## What you need to do
In the text on Senegal's 2011 Ligue 1 season, retype everything from "The season would" down to "(Senegalese Sugar Company)" word for word.

## Passage to read
Ligue 1
- Season: 2011
- Champions: US Ouakam (1st title)
- Runner up: ASC Diaraf
- Promoted: Touré Kunda Dahra FC
- Relegated: ASC Jeanne d'Arc ASC HLM
- Matches: 240
- Goals: 368 (1.53 per match)

= 2011 Ligue 1 (Senegal) =

The 2011 Ligue 1 season was the 46th of the competition of the first-tier football in Senegal and the fourth professional season. The tournament was organized by the Senegalese Football Federation. The season began earlier on 18 December 2010 and finished on 9 September 2011. It was the third season labelled as a "League" ("Ligue" in French). US Ouakam won their first and recent title, and a year later would compete in the 2012 CAF Champions League. ASC Diaraf, second place and the winner of the 2012 Senegalese Cup Casa Sport participated in the 2012 CAF Confederation Cup, it was the last time bringing a second place club, only the cup winner would participate in the following season.

The season would have feature 16 clubs and once again, the winner would be decided on the highest number of points, it was decided after the thirtieth match was finished. Not until the next season it would reappear in that format, the first and second phase system would reappear in the next season. The season scored a total of 368 goals. Casa sport had the highest total of 30 goals scored and the least was CSS Richard Toll with 15.

ASC Diaraf again was the defending team of the title.

==Participating clubs==

- NGB ASC Niarry Tally
- ASC HLM
- AS Douanes
- ASC Jeanne d'Arc
- Dakar Université Club
- ASC Linguère
- Compagnie sucrière sénégalaise (Senegalese Sugar Company)
- ASC Touré Kunda

- ASC Diaraf
- Casa Sport
- US Ouakam
- US Gorée
- ASC Yakaar
- AS Pikine
- Guédiawaye FC
- Dahra FC

==Overview==
The league was contested by 16 teams.

## Data for analysis
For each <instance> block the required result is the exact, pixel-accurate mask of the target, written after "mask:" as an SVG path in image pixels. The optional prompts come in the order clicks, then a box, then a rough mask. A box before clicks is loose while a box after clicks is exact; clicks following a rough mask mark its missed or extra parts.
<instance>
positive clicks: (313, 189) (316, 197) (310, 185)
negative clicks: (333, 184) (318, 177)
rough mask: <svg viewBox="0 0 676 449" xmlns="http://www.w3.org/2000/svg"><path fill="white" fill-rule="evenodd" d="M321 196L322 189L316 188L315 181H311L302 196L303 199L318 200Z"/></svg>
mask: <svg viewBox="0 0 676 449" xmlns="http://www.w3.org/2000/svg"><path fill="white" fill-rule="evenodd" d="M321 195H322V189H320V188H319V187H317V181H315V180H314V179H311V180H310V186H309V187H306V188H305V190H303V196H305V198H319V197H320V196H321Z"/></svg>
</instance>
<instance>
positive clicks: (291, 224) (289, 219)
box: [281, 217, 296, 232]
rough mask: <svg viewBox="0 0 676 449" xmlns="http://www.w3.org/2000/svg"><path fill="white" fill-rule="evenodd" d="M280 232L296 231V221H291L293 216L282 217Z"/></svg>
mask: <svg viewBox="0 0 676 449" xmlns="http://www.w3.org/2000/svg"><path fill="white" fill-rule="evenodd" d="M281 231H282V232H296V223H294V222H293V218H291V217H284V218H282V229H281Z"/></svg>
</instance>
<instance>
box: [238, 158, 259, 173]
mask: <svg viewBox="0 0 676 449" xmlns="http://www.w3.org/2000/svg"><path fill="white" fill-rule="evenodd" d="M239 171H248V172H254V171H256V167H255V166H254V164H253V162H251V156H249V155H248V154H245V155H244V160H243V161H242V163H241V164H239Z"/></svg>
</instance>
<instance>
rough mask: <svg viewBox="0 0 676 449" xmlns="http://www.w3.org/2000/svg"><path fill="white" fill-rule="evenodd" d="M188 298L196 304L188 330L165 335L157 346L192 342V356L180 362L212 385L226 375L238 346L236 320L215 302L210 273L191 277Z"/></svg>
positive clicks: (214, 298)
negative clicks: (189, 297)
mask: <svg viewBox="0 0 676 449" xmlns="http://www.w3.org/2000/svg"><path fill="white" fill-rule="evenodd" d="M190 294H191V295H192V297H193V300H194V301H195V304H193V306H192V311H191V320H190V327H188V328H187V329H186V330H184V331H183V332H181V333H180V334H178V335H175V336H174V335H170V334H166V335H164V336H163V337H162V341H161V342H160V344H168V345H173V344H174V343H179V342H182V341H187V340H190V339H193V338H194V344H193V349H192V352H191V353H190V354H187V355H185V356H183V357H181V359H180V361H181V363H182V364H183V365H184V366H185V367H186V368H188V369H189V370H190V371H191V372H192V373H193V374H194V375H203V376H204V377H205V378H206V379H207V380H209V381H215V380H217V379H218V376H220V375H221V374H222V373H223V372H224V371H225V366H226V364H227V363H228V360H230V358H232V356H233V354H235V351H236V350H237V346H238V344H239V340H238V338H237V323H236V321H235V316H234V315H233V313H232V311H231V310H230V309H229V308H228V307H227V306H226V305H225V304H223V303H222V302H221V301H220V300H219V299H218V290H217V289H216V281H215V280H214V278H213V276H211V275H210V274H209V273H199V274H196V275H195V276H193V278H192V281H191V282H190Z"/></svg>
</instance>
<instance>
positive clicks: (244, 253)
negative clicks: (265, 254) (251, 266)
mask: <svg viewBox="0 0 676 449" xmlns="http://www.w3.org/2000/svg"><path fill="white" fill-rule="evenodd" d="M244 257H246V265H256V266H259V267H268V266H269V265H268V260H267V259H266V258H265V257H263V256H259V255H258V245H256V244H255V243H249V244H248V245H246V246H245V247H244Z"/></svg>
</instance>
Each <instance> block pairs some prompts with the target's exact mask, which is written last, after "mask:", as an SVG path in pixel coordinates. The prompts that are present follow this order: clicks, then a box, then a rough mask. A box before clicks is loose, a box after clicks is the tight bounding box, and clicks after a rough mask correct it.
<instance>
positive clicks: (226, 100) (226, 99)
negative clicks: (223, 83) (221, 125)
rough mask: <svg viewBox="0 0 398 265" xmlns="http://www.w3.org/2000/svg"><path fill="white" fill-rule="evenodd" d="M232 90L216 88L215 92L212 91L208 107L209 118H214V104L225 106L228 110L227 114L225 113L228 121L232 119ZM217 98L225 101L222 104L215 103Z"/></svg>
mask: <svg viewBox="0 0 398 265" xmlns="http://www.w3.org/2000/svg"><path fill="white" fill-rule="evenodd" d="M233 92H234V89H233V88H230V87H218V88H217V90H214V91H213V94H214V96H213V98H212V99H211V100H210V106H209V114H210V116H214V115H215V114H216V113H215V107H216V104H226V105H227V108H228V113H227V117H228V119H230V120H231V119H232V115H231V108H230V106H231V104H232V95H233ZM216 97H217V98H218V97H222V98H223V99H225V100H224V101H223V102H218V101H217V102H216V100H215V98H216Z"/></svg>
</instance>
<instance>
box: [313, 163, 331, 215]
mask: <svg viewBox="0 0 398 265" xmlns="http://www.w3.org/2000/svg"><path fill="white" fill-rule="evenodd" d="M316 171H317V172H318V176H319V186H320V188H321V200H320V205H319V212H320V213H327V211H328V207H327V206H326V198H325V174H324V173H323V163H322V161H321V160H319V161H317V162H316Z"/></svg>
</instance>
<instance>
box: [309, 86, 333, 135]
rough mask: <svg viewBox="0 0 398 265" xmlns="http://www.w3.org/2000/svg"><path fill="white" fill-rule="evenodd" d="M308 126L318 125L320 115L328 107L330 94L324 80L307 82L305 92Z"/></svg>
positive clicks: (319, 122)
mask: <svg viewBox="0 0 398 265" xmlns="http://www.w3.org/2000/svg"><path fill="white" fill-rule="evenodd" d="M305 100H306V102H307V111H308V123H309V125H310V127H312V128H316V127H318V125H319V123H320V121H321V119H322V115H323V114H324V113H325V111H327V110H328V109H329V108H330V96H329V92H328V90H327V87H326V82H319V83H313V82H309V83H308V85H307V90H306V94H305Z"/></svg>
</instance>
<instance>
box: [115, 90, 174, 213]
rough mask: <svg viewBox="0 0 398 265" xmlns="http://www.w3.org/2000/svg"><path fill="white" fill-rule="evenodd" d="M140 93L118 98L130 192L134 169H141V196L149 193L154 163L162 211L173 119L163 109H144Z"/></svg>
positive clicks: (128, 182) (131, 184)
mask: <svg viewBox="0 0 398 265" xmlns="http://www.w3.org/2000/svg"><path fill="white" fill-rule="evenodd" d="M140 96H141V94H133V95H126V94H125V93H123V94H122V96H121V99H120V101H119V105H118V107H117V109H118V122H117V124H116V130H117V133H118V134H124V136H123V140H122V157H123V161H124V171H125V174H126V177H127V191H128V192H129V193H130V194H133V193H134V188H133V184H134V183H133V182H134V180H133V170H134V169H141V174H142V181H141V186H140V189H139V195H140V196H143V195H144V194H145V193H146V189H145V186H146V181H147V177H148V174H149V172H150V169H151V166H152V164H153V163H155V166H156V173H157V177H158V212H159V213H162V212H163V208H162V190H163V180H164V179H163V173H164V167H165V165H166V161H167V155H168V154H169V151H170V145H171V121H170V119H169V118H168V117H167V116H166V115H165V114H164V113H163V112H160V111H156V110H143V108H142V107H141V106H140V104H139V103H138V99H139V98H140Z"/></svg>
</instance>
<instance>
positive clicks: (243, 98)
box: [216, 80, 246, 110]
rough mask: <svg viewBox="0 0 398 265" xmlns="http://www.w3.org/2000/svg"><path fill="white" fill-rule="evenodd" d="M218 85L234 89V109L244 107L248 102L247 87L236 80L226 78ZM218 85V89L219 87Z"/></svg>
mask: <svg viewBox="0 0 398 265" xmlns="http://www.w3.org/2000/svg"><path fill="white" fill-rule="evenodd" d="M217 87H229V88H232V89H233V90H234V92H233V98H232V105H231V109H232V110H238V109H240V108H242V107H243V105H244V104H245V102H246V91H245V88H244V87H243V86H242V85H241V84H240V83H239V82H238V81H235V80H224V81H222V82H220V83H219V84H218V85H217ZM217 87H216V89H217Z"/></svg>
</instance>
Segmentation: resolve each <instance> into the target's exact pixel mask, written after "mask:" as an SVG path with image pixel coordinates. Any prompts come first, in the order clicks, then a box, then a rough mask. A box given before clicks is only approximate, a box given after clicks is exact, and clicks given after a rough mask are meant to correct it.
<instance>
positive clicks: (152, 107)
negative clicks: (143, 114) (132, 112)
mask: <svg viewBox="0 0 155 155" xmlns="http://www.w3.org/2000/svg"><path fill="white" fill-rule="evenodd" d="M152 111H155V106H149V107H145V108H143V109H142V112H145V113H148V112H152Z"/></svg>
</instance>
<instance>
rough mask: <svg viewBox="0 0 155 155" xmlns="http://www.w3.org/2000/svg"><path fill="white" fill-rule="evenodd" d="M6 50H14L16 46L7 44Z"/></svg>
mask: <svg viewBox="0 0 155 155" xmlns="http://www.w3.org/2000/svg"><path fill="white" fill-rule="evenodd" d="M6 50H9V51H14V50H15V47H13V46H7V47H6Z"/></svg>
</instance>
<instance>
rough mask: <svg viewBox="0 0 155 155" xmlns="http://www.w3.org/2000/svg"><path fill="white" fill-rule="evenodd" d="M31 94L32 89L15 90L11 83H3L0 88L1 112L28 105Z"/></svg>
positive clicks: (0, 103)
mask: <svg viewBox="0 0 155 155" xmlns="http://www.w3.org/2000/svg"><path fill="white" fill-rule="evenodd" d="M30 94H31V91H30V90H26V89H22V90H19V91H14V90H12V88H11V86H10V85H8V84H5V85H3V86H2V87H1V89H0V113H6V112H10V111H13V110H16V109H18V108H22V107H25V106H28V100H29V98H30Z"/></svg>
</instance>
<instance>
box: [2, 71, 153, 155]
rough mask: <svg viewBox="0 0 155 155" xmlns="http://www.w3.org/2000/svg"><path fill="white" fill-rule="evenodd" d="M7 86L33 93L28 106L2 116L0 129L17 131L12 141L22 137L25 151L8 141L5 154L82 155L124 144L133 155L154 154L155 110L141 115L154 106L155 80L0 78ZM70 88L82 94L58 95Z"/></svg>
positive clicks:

## Finished exercise
The season would have feature 16 clubs and once again, the winner would be decided on the highest number of points, it was decided after the thirtieth match was finished. Not until the next season it would reappear in that format, the first and second phase system would reappear in the next season. The season scored a total of 368 goals. Casa sport had the highest total of 30 goals scored and the least was CSS Richard Toll with 15.

ASC Diaraf again was the defending team of the title.

==Participating clubs==

- NGB ASC Niarry Tally
- ASC HLM
- AS Douanes
- ASC Jeanne d'Arc
- Dakar Université Club
- ASC Linguère
- Compagnie sucrière sénégalaise (Senegalese Sugar Company)